TEXT SECTION.
◇ ◇ ◇ ◇

After working as a tech lead at online giant Google, Colin Huang decided to run his own business — that was in 2015.
Huang, founder and CEO of China’s e-commerce upstart Pinduoduo, now has a net worth of US$45.4 billion, according to Forbes’ Real-Time Billionaires Rankings, Caixin Global reported.
That means he has surpassed Alibaba founder Jack Ma to become the second-richest person in China, closely trailing behind Pony Ma, founder and CEO of Tencent.
In the short five years since its founding, Pinduoduo has overtaken rival JD.com to become China’s second largest online retailer after Alibaba, Caixin Global reported.
Thanks to increased user engagement as people have turned to online platforms amid the Covid-19 pandemic, the Nasdaq-listed company’s shares have doubled in value since the beginning of the year.
After rapid growth in the first quarter of 2020, Pinduoduo’s market value rose sharply in June, triggered by robust sales during the annual nationwide shopping promotion on June 18, Caixin Global reported.
During the shopping festival, the number of orders on Pinduoduo exceeded 1.1 billion. The company now boasts a market capitalization of over US$104 billion with over 628 million active buyers.
Huang owns a 45% stake in Pinduoduo and has quickly risen to the top ranks of China’s wealthiest people. However, the company is far from profitable, reporting a net loss of 4 billion yuan (US$581.8 million) in the first quarter of 2020, Caixin Global reported.
Huang’s staggering net-worth has triggered mixed feelings among internet users. One user dismissed Pinduoduo as an online platform that “mostly sells counterfeit products.”
Several other users echoed this sentiment, saying they never expected the company to be so successful.
Other netizens are impressed by Huang’s wealth and optimistic about the company. “It’s only been five years since Pinduoduo was founded. The company has a bright future ahead,” one user wrote.
According to NextShark, the 37-year-old founder draws his business acumen from life experiences, one of which was some time with Google.
It was 2004 when he chose to join the then-unproven search engine over Microsoft, where he spent two years as an intern, for its “uncertainty.”
Observing the dynamics between Alibaba and Tencent, China’s top two internet companies, Huang then found the opportunity to create a service that cuts across e-commerce and games, NetShark reported.
By May 2015, he succeeded in raising US$8 million and launched PDD months later.
In essence, PDD attempts to bring the shopping mall experience right at the customer’s fingertips. The idea is to let a group of people such as friends shop together so they can get discounts, NetShark reported.
While shopping, users can share ideas, consult opinion and even gossip. This makes PDD a shopping site with a social flair, which Huang finds to be advantageous.
“A few companies have tried this before, but no one has really been able to do it. We felt we had a competitive advantage,” he said.

◇ ◇ ◇ ◇

EXERCISE INSTRUCTIONS.
[1] Answer these questions using the article on Colin Huang and Pinduoduo.
(a) What net worth does Forbes' Real-Time Billionaires Rankings give for Huang?
(b) How many orders did Pinduoduo receive during the June 18 shopping festival?
(c) How much money had Huang raised by May 2015?
[2] Reproduce the passage of the article on Colin Huang and Pinduoduo between "By May 2015, he" and "to be advantageous.", inclusive.

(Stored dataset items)
◇ ◇ ◇ ◇

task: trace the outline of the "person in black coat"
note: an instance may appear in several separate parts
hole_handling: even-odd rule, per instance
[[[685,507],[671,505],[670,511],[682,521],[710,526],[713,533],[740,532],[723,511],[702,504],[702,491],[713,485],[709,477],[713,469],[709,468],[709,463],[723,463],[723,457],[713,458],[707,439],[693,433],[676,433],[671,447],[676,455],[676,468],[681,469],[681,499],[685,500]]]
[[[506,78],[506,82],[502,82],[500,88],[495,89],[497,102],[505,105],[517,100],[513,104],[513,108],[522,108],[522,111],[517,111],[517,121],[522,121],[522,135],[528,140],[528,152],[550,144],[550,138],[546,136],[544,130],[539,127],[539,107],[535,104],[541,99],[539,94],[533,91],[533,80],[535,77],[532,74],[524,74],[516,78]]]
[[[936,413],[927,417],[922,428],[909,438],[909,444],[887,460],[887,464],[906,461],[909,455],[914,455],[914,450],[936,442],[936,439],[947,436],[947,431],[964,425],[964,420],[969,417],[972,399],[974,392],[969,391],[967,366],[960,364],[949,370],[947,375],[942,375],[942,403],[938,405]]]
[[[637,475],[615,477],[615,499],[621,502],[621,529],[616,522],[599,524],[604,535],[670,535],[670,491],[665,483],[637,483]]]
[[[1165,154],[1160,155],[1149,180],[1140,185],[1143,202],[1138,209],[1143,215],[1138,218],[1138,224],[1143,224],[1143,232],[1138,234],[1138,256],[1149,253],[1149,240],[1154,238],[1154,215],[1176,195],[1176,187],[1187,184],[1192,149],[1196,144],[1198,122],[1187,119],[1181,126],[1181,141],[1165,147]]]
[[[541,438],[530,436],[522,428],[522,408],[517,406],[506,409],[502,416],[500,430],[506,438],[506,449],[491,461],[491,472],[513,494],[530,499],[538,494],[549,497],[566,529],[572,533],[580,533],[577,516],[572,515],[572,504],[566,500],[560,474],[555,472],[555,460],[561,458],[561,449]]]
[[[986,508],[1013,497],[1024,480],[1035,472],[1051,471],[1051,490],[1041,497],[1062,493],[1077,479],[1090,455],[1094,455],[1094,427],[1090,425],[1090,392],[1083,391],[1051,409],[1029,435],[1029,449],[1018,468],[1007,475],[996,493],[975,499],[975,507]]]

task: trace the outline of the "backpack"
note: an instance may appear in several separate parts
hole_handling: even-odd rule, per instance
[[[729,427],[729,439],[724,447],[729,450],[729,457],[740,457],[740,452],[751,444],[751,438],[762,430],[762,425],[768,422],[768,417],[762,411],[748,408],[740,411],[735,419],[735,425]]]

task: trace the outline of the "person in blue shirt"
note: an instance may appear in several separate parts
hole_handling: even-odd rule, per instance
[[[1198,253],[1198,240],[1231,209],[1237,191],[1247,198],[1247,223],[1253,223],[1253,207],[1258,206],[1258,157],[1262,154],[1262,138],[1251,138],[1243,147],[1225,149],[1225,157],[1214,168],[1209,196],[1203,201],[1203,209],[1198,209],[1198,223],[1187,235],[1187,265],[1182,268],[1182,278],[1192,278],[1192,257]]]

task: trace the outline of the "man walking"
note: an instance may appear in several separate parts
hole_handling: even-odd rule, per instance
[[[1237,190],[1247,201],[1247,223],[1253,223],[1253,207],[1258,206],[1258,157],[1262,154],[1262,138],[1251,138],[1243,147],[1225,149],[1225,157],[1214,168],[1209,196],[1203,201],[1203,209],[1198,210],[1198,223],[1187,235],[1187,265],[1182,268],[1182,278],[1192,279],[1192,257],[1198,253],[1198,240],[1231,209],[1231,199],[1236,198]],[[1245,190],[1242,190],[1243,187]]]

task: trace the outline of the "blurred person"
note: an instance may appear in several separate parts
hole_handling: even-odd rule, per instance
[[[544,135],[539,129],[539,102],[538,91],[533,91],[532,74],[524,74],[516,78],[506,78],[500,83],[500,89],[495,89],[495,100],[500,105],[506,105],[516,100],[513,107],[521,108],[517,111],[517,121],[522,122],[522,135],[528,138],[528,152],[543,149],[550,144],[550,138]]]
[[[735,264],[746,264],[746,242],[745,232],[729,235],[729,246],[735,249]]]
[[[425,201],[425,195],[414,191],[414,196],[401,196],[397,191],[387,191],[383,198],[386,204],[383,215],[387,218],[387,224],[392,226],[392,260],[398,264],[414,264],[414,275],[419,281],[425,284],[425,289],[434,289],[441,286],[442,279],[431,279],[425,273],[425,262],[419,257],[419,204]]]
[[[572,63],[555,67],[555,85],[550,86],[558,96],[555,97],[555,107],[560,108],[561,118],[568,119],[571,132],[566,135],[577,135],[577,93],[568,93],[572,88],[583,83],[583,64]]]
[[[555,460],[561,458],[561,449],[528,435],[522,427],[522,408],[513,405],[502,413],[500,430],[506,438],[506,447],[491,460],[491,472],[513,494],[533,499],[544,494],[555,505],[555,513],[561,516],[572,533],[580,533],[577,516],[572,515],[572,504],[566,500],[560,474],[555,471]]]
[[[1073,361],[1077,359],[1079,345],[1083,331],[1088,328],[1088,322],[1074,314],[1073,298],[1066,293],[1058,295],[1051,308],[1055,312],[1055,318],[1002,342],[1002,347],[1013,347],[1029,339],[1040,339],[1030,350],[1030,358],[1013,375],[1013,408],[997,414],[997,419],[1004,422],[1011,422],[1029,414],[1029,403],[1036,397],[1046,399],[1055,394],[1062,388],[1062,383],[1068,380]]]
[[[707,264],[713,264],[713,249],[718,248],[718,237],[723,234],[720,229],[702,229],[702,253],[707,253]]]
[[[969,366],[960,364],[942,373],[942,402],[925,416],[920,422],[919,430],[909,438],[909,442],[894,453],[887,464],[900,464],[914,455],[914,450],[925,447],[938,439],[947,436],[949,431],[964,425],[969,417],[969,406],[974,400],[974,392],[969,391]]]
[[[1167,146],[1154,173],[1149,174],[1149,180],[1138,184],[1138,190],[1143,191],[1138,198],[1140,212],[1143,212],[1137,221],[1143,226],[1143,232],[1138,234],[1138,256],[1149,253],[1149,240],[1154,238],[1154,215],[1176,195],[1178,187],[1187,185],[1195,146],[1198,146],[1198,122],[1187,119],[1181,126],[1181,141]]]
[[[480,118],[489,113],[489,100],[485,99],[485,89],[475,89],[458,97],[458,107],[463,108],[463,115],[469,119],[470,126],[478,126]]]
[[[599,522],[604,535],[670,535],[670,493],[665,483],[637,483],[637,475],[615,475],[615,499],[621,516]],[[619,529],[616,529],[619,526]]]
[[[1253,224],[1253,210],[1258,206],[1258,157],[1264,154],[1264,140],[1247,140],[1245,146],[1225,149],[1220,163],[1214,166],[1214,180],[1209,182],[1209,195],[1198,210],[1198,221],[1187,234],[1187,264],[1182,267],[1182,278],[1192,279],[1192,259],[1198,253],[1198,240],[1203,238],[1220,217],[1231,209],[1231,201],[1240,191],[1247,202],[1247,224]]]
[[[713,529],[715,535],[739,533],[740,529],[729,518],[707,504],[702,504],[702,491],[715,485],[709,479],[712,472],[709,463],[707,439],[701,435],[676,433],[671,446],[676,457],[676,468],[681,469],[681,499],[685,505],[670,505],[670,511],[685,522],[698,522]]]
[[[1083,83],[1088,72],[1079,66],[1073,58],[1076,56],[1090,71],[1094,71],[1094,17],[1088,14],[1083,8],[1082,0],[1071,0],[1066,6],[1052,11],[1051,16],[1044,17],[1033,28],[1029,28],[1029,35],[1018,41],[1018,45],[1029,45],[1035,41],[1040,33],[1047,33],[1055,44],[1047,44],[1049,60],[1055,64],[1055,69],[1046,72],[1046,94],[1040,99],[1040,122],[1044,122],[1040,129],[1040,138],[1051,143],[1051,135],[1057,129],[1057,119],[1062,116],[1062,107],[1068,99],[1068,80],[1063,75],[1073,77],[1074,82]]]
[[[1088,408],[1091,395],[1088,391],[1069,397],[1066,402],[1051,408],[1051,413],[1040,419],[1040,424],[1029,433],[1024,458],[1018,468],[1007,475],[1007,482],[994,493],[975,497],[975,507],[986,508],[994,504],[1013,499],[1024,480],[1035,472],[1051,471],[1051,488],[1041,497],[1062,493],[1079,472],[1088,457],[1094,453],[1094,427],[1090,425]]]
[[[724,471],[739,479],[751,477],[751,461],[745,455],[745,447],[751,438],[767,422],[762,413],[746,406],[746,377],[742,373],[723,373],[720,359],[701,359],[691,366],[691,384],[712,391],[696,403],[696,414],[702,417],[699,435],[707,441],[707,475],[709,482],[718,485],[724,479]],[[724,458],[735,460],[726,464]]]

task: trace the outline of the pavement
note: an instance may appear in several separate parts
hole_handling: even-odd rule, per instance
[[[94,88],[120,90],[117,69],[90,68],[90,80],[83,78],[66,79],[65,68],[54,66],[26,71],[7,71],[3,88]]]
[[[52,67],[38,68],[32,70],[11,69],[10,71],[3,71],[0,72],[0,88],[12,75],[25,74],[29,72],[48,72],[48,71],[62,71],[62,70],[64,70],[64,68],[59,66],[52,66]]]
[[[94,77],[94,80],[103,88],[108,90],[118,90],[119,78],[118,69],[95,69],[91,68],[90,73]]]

◇ ◇ ◇ ◇

EXERCISE RESPONSES.
[1]
(a) US$45.4 billion
(b) More than 1.1 billion
(c) US$8 million

[2]
By May 2015, he succeeded in raising US$8 million and launched PDD months later.
In essence, PDD attempts to bring the shopping mall experience right at the customer’s fingertips. The idea is to let a group of people such as friends shop together so they can get discounts, NetShark reported.
While shopping, users can share ideas, consult opinion and even gossip. This makes PDD a shopping site with a social flair, which Huang finds to be advantageous.